--- Begin ---

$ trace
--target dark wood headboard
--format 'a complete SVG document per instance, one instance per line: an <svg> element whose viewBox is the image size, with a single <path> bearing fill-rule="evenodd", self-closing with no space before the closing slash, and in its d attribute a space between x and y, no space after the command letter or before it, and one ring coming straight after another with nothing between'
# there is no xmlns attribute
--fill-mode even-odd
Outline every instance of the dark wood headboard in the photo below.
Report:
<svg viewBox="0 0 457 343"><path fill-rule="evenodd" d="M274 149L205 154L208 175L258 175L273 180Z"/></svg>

--- End ---

● Short problem
Your task is to transcribe the listing above in full, exactly as given.

● Answer below
$ trace
--target dark wood headboard
--format 'a complete SVG document per instance, one instance per line: an <svg> element whose viewBox is the image size, with a single <path> bearing fill-rule="evenodd", self-closing with no space before the closing slash, and in its d attribute a space between x and y, no space after the command letter or before it, and one ring coming straight after another with nothing between'
# there is no xmlns attribute
--fill-mode even-odd
Outline every instance of the dark wood headboard in the photo below.
Report:
<svg viewBox="0 0 457 343"><path fill-rule="evenodd" d="M274 149L205 154L208 175L258 175L273 180Z"/></svg>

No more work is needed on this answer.